TEXT PROVIDED —
>>>
United States v. Michael Free
714 F. App'x 144
| 3rd Cir. | 2017Background
- Michael Free filed Chapter 13 then converted to Chapter 7; he disclosed assets exceeding liabilities but was later found to have concealed assets (notably firearms) and sold some during the bankruptcy.
- A trustee and investigators uncovered concealment; Free was convicted at trial of bankruptcy fraud (false statements and concealment of assets).
- At initial sentencing the District Court calculated a loss (based on concealed assets) exceeding $1,000,000 and applied a 14-level enhancement; Free appealed.
- This Court remanded for the District Court to determine what loss Free intended or the gain he sought, because the original record lacked essential findings on intended loss.
- On remand the District Court found no actual loss to creditors but concluded Free intended to cause pecuniary harm of more than $400,000 by concealing multiple assets, and reimposed a sentence (24 months, 3 years supervised release) with a 14-level loss enhancement.
Issues
| Issue | Plaintiff's Argument | Defendant's Argument | Held |
|---|---|---|---|
| Whether loss amount for sentencing should be zero | Free: no actual or intended loss because assets exceeded liabilities and creditors were paid in full; motive was personal, not to harm creditors | Government: loss should be based on value of concealed assets; intended loss may be inferred from concealment | The District Court’s finding of intended loss (> $400,000) upheld; zero loss rejected |
| Standard for reviewing loss findings | Free: N/A (challenges factual finding) | Government: district court’s factual finding should stand unless clearly erroneous | Appellate standard: factual findings reviewed for clear error; applied and affirmed |
| Whether intended loss can be used when actual loss impossible | Free: intended loss cannot exist because no creditor loss occurred | Government: Guidelines permit intended loss even if actual loss impossible or unlikely | Court: Guidelines allow intended loss that would have been impossible or unlikely; permitted here |
| Basis for quantifying intended loss | Free: no evidence he sought creditor harm; valuations unreliable | Government: valuations in PSR, testimony, and memo support > $400k | Court: accepted PSR and other valuations, concluding intended loss > $400k |
Key Cases Cited
- United States v. Free, 839 F.3d 308 (3d Cir. 2016) (remand requiring district court to determine intended loss or gain sought)
<<<
GIVEN PROBLEM 1 — List every issue named in the Issues table of the case summary.

MATERIAL TO PROCESS —
>>>
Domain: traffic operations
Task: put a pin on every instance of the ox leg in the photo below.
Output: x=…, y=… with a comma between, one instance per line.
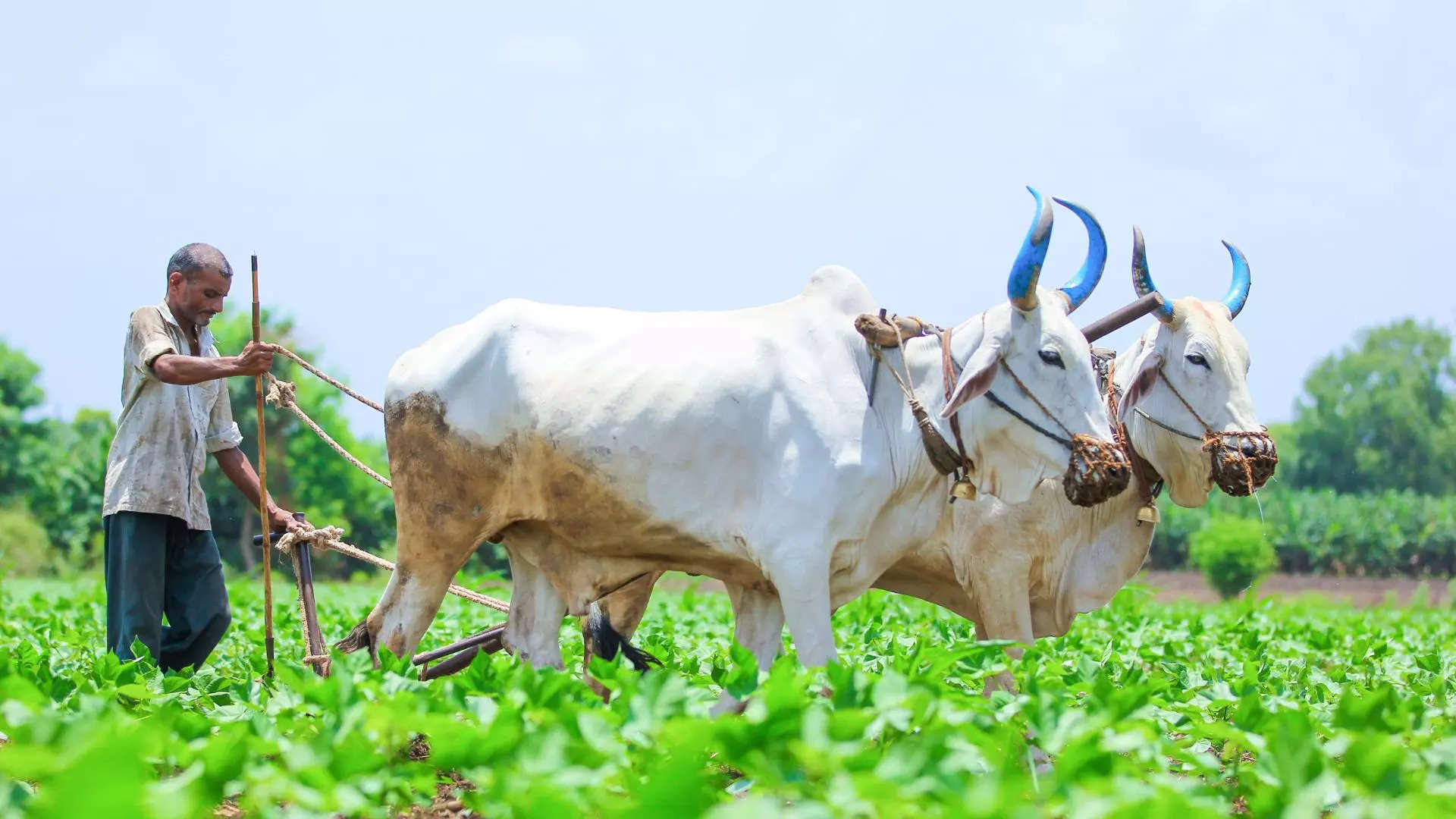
x=533, y=627
x=427, y=563
x=804, y=595
x=759, y=629
x=1003, y=604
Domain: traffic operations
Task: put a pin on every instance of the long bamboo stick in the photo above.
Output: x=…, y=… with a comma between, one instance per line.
x=262, y=485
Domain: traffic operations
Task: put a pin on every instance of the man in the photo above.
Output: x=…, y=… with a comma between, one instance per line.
x=159, y=548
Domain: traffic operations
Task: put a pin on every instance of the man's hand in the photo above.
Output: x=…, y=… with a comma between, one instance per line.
x=255, y=359
x=283, y=521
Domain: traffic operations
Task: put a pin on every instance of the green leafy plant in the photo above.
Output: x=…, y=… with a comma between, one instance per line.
x=1232, y=554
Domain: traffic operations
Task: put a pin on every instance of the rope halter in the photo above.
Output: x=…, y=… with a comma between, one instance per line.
x=1242, y=461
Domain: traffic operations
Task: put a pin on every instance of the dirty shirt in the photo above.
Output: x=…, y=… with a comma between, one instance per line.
x=165, y=431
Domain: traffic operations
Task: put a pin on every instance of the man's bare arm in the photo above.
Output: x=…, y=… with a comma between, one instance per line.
x=254, y=360
x=240, y=472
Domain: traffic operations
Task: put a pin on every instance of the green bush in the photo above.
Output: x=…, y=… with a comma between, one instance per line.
x=1323, y=532
x=1232, y=554
x=25, y=548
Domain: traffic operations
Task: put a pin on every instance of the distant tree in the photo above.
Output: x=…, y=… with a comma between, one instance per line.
x=22, y=441
x=50, y=466
x=1381, y=414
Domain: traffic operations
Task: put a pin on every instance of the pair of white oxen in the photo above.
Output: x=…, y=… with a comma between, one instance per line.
x=606, y=447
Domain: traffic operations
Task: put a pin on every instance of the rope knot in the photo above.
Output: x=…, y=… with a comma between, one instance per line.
x=324, y=537
x=281, y=392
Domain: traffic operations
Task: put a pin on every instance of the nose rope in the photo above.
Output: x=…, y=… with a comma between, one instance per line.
x=1065, y=442
x=1235, y=471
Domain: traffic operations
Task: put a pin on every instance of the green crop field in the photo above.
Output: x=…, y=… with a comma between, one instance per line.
x=1147, y=710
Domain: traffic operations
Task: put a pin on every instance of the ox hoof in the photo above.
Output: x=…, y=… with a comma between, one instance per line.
x=728, y=706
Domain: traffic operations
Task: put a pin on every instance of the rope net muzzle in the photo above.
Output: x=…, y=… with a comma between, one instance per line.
x=1242, y=460
x=1098, y=471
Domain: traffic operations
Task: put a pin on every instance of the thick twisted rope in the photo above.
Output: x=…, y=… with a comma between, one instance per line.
x=284, y=394
x=325, y=376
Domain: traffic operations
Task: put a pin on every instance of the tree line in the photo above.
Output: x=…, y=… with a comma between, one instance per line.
x=1366, y=480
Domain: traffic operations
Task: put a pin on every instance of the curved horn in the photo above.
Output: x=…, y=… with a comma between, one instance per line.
x=1144, y=283
x=1022, y=284
x=1239, y=290
x=1081, y=286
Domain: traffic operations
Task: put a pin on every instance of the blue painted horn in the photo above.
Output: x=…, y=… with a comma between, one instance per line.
x=1084, y=283
x=1239, y=290
x=1021, y=289
x=1144, y=281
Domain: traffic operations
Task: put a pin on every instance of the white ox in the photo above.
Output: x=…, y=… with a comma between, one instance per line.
x=1025, y=570
x=601, y=445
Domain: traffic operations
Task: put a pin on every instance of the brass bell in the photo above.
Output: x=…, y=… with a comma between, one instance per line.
x=963, y=490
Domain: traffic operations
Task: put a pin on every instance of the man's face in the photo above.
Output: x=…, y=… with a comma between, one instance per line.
x=201, y=299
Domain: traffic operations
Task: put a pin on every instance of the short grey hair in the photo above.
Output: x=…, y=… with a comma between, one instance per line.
x=197, y=257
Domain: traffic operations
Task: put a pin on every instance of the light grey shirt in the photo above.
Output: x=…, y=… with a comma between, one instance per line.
x=165, y=431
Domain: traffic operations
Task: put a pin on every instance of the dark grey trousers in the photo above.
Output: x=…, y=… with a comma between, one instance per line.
x=155, y=566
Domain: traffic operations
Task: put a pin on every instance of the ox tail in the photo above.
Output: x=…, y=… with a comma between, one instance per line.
x=606, y=642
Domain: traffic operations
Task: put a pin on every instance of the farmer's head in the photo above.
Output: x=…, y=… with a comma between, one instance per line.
x=199, y=279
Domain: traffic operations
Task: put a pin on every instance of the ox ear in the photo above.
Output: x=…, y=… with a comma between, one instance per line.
x=976, y=378
x=1145, y=373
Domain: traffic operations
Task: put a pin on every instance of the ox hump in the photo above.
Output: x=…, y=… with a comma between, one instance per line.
x=839, y=289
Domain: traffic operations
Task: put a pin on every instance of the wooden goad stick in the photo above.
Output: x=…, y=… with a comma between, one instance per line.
x=262, y=485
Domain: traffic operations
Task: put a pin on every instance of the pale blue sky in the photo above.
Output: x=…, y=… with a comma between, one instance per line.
x=400, y=168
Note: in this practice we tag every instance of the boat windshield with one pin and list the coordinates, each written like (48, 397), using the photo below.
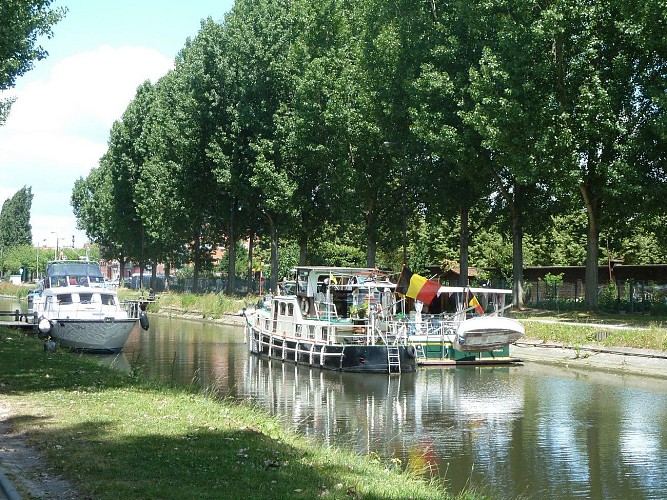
(73, 273)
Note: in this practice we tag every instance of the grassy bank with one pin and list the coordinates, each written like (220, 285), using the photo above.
(205, 305)
(575, 329)
(116, 436)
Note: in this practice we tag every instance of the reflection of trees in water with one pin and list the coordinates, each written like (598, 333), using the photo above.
(523, 430)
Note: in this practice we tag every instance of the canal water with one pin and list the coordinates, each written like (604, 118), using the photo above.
(530, 431)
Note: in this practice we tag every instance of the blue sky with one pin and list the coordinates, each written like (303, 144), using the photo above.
(59, 126)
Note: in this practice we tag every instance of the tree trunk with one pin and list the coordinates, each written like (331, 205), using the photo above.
(303, 250)
(231, 263)
(273, 284)
(517, 247)
(197, 265)
(464, 239)
(167, 274)
(121, 271)
(231, 267)
(371, 234)
(371, 250)
(153, 277)
(251, 247)
(592, 247)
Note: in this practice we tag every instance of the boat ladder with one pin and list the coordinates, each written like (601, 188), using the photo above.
(419, 351)
(393, 358)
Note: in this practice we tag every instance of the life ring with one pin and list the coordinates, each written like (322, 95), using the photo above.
(143, 320)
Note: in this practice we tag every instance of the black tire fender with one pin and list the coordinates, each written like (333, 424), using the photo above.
(143, 320)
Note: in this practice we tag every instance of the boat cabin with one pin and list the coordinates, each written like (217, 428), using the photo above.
(342, 293)
(73, 273)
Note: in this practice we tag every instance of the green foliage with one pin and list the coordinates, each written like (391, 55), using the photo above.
(15, 228)
(316, 128)
(22, 22)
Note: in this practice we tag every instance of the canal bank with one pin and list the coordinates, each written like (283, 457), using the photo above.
(652, 363)
(617, 359)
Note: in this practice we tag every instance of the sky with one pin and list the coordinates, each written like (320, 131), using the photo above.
(59, 125)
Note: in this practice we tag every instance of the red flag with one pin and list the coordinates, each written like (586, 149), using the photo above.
(417, 287)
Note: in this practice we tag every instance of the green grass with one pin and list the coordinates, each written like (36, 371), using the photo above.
(116, 436)
(641, 332)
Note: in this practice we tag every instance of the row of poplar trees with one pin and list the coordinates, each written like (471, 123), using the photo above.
(317, 120)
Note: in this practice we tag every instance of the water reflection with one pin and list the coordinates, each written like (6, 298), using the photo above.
(531, 431)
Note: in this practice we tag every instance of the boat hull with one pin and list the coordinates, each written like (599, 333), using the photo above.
(105, 335)
(487, 333)
(338, 357)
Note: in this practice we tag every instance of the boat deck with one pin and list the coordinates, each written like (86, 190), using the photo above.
(475, 362)
(18, 324)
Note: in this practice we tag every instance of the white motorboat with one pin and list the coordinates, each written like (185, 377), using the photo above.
(333, 320)
(75, 309)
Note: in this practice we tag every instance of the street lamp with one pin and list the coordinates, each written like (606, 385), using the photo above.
(37, 268)
(389, 144)
(55, 251)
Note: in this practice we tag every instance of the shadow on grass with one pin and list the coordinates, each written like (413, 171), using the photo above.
(119, 437)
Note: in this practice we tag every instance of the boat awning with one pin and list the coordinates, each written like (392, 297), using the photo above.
(476, 290)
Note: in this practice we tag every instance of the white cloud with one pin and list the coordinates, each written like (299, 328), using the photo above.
(58, 128)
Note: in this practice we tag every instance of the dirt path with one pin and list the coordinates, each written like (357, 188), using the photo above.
(24, 470)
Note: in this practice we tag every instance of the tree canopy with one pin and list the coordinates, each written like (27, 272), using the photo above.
(21, 23)
(498, 132)
(15, 228)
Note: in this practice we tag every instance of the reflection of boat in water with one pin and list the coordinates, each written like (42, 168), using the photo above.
<<<
GIVEN PROBLEM 2 — Rewrite the rows starting at the one containing "(599, 333), using the photo above." and ending at the last row, substituting "exercise" for "practice" and leaving everything else unchanged.

FINAL RESULT 1 —
- Whether loss amount for sentencing should be zero
- Standard for reviewing loss findings
- Whether intended loss can be used when actual loss impossible
- Basis for quantifying intended loss

FINAL RESULT 2 —
Note: in this exercise we tag every instance of the boat hull with one pin and list the coordinates, each written like (599, 333), using the photo above.
(105, 335)
(487, 333)
(338, 357)
Note: in this exercise we tag every instance of the boat deck with one pin and list the coordinates, each written like (86, 190), using the photo above.
(475, 362)
(18, 324)
Note: in this exercise we tag every instance of the white motorboat with one pin and list the coordinates, each written like (185, 377), using the photo above.
(333, 320)
(75, 309)
Note: in this exercise we tag every instance of the street lamp with one pin and list the coordinates, each written like (606, 385), using the photo above.
(37, 268)
(389, 144)
(55, 251)
Note: in this exercise we tag every instance of the shadow on grass with one pin and list the coordinates, each written like (413, 171), using the photo above.
(119, 437)
Note: in this exercise we tag every instance of the boat awning with one pin and list the coordinates, each written like (392, 297), using the photo above.
(476, 290)
Note: in this exercise we tag every instance of the white cloud with one pin and list the coordinates, each written like (299, 328), using the photo above.
(58, 128)
Note: in this exercise we tag every instance of the dirt path with one pin and list the coordinates, each written like (357, 188), using the photo above.
(24, 470)
Note: in this exercise we tag every instance of the tree canopy with one pin and list the coordinates, each written like (27, 272), using the photo above.
(21, 23)
(498, 132)
(15, 228)
Note: in this exercise we tag every instance of the reflection of boat in water with one pin and list the coordinates, each written like (42, 168), using the photo above.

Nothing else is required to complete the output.